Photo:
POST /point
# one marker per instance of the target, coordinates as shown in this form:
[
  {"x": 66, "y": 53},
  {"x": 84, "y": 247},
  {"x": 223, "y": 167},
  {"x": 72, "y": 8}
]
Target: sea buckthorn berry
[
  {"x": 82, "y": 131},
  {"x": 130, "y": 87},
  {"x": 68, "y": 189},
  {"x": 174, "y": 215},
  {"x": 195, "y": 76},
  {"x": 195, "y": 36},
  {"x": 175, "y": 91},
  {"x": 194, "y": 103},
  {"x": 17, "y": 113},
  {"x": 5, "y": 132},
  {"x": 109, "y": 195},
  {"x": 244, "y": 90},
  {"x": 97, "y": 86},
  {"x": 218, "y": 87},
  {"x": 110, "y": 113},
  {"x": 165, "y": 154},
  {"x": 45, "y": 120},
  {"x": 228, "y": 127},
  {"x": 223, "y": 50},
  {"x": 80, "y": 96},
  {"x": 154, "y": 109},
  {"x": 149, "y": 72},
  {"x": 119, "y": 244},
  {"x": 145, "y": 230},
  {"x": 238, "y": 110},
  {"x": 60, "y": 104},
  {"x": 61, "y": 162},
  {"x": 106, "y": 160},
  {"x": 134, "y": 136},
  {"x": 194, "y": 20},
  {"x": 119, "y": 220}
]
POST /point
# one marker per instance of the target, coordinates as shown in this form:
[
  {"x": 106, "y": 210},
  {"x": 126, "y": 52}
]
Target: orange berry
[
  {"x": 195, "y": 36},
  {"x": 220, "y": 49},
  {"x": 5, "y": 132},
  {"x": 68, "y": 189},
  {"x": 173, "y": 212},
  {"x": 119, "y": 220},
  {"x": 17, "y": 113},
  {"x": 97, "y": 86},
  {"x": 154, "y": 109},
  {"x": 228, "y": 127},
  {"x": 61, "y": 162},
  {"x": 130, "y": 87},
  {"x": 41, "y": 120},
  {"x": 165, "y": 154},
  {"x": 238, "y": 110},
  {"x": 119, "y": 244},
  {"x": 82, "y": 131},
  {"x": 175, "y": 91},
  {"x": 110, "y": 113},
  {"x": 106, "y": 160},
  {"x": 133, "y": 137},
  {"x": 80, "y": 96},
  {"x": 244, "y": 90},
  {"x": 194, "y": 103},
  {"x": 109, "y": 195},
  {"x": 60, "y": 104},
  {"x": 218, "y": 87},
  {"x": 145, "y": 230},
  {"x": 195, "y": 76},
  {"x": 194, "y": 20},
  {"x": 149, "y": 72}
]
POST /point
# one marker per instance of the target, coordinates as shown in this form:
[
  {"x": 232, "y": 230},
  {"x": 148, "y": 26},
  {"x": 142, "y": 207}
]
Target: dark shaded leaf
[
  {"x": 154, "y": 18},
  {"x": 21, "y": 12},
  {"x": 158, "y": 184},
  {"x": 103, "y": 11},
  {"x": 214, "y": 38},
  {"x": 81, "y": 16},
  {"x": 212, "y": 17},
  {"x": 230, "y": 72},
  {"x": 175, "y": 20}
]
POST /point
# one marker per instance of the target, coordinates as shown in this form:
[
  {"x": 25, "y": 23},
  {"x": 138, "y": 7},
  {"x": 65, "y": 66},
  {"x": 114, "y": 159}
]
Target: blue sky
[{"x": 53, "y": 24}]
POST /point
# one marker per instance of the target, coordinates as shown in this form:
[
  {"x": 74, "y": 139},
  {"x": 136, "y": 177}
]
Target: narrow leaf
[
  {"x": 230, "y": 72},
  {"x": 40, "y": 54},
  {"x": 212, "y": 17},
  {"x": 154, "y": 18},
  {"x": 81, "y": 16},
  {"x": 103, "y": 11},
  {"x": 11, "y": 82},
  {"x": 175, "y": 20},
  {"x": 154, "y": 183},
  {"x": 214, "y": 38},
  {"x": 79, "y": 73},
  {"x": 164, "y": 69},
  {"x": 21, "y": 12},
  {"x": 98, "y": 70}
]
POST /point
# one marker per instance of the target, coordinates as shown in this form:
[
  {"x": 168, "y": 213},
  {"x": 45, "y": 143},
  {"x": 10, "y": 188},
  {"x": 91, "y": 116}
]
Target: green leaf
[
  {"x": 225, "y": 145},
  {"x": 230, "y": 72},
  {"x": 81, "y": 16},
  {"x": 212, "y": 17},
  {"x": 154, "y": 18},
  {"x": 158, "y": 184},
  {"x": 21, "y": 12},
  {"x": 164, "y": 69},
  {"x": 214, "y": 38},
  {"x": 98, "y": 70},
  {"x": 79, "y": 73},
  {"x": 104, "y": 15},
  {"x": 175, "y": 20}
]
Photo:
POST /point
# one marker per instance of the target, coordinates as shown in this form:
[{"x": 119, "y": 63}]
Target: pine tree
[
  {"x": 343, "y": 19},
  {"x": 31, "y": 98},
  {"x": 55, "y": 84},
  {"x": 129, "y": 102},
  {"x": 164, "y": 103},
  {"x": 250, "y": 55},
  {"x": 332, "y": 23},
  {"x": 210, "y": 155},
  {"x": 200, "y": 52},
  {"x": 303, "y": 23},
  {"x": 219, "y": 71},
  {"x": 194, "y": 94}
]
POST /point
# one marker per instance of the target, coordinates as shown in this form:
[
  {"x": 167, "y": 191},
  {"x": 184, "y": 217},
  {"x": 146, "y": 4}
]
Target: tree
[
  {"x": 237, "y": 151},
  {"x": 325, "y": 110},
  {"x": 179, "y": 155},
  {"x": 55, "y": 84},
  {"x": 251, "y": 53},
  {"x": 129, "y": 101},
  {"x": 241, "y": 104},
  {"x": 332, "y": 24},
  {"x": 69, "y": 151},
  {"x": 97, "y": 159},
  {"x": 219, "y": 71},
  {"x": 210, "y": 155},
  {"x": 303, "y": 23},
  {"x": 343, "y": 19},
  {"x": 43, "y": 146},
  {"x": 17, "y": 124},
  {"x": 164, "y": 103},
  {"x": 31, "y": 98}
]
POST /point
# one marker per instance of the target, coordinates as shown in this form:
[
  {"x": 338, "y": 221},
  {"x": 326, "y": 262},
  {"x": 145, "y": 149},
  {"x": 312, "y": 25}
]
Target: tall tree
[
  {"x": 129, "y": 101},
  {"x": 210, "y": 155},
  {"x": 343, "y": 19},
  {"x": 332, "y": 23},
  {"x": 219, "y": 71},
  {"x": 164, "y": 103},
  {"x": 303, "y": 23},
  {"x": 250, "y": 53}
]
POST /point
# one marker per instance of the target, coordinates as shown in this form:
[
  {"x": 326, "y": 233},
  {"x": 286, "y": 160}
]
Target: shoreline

───

_Work task_: Restate the records above in full, keeping each line exactly as it stands.

_Response below_:
Photo:
POST /point
# one marker per instance of the target, coordinates as shown in this form:
[
  {"x": 66, "y": 53},
  {"x": 84, "y": 247},
  {"x": 223, "y": 167},
  {"x": 72, "y": 8}
]
Target: sea buckthorn berry
[
  {"x": 82, "y": 131},
  {"x": 130, "y": 87},
  {"x": 68, "y": 189},
  {"x": 174, "y": 215},
  {"x": 195, "y": 76},
  {"x": 195, "y": 36},
  {"x": 175, "y": 91},
  {"x": 194, "y": 103},
  {"x": 17, "y": 113},
  {"x": 5, "y": 132},
  {"x": 109, "y": 195},
  {"x": 244, "y": 90},
  {"x": 97, "y": 86},
  {"x": 218, "y": 87},
  {"x": 110, "y": 113},
  {"x": 165, "y": 154},
  {"x": 45, "y": 120},
  {"x": 228, "y": 127},
  {"x": 223, "y": 50},
  {"x": 80, "y": 96},
  {"x": 154, "y": 109},
  {"x": 149, "y": 72},
  {"x": 119, "y": 244},
  {"x": 145, "y": 230},
  {"x": 238, "y": 110},
  {"x": 60, "y": 104},
  {"x": 61, "y": 162},
  {"x": 106, "y": 160},
  {"x": 134, "y": 136},
  {"x": 194, "y": 20},
  {"x": 119, "y": 220}
]
POST /point
# one marker per instance of the target, coordinates as shown in this form:
[
  {"x": 106, "y": 210},
  {"x": 126, "y": 52}
]
Target: orange berry
[
  {"x": 195, "y": 36},
  {"x": 220, "y": 49},
  {"x": 5, "y": 132},
  {"x": 68, "y": 189},
  {"x": 173, "y": 212},
  {"x": 119, "y": 220},
  {"x": 17, "y": 113},
  {"x": 97, "y": 86},
  {"x": 154, "y": 109},
  {"x": 228, "y": 127},
  {"x": 61, "y": 162},
  {"x": 130, "y": 87},
  {"x": 41, "y": 120},
  {"x": 165, "y": 154},
  {"x": 238, "y": 110},
  {"x": 119, "y": 244},
  {"x": 82, "y": 131},
  {"x": 175, "y": 91},
  {"x": 110, "y": 113},
  {"x": 106, "y": 160},
  {"x": 133, "y": 137},
  {"x": 80, "y": 96},
  {"x": 244, "y": 90},
  {"x": 194, "y": 103},
  {"x": 109, "y": 195},
  {"x": 60, "y": 104},
  {"x": 218, "y": 87},
  {"x": 145, "y": 230},
  {"x": 195, "y": 76},
  {"x": 194, "y": 20},
  {"x": 149, "y": 72}
]
POST /point
# one marker per instance of the target, coordinates as shown in this form:
[
  {"x": 232, "y": 230},
  {"x": 148, "y": 26},
  {"x": 142, "y": 207}
]
Target: dark shaded leaf
[
  {"x": 154, "y": 18},
  {"x": 21, "y": 12},
  {"x": 158, "y": 184},
  {"x": 103, "y": 11},
  {"x": 214, "y": 38},
  {"x": 81, "y": 16},
  {"x": 212, "y": 17},
  {"x": 230, "y": 72},
  {"x": 175, "y": 20}
]
POST /point
# one marker per instance of the target, coordinates as shown in this form:
[
  {"x": 25, "y": 23},
  {"x": 138, "y": 7},
  {"x": 65, "y": 66},
  {"x": 114, "y": 159}
]
Target: blue sky
[{"x": 53, "y": 24}]
POST /point
# one marker per instance of the target, coordinates as shown in this form:
[
  {"x": 74, "y": 139},
  {"x": 136, "y": 177}
]
Target: narrow leaf
[
  {"x": 230, "y": 72},
  {"x": 40, "y": 54},
  {"x": 212, "y": 17},
  {"x": 154, "y": 18},
  {"x": 81, "y": 16},
  {"x": 103, "y": 11},
  {"x": 11, "y": 82},
  {"x": 175, "y": 20},
  {"x": 154, "y": 183},
  {"x": 214, "y": 38},
  {"x": 79, "y": 73},
  {"x": 164, "y": 69},
  {"x": 21, "y": 12},
  {"x": 98, "y": 70}
]
POST /point
# one marker per instance of the target, coordinates as shown in this form:
[
  {"x": 168, "y": 213},
  {"x": 45, "y": 143},
  {"x": 10, "y": 188},
  {"x": 91, "y": 116}
]
Target: green leaf
[
  {"x": 225, "y": 145},
  {"x": 230, "y": 72},
  {"x": 81, "y": 16},
  {"x": 212, "y": 17},
  {"x": 154, "y": 18},
  {"x": 158, "y": 184},
  {"x": 21, "y": 12},
  {"x": 164, "y": 69},
  {"x": 214, "y": 38},
  {"x": 98, "y": 70},
  {"x": 79, "y": 73},
  {"x": 104, "y": 15},
  {"x": 175, "y": 20}
]
Photo:
POST /point
# one marker per instance of the target, coordinates as shown in this form:
[{"x": 119, "y": 63}]
Target: pine tree
[
  {"x": 343, "y": 19},
  {"x": 31, "y": 98},
  {"x": 55, "y": 84},
  {"x": 129, "y": 102},
  {"x": 164, "y": 103},
  {"x": 250, "y": 55},
  {"x": 332, "y": 23},
  {"x": 210, "y": 155},
  {"x": 200, "y": 52},
  {"x": 303, "y": 23},
  {"x": 219, "y": 71},
  {"x": 194, "y": 94}
]
POST /point
# one marker per instance of the target, coordinates as shown in this form:
[
  {"x": 167, "y": 191},
  {"x": 184, "y": 217},
  {"x": 146, "y": 4}
]
Target: tree
[
  {"x": 237, "y": 151},
  {"x": 325, "y": 110},
  {"x": 179, "y": 155},
  {"x": 55, "y": 84},
  {"x": 251, "y": 53},
  {"x": 129, "y": 101},
  {"x": 241, "y": 104},
  {"x": 332, "y": 24},
  {"x": 69, "y": 151},
  {"x": 97, "y": 159},
  {"x": 219, "y": 71},
  {"x": 210, "y": 155},
  {"x": 303, "y": 23},
  {"x": 343, "y": 19},
  {"x": 43, "y": 146},
  {"x": 17, "y": 124},
  {"x": 164, "y": 103},
  {"x": 31, "y": 98}
]
POST /point
# one marker per instance of the target, coordinates as shown in this form:
[
  {"x": 338, "y": 221},
  {"x": 326, "y": 262},
  {"x": 145, "y": 149},
  {"x": 312, "y": 25}
]
Target: tall tree
[
  {"x": 129, "y": 101},
  {"x": 210, "y": 155},
  {"x": 343, "y": 19},
  {"x": 332, "y": 23},
  {"x": 219, "y": 71},
  {"x": 164, "y": 103},
  {"x": 303, "y": 23},
  {"x": 250, "y": 53}
]
POST /point
# one marker per instance of the target, coordinates as shown in this form:
[
  {"x": 326, "y": 233},
  {"x": 286, "y": 160}
]
Target: shoreline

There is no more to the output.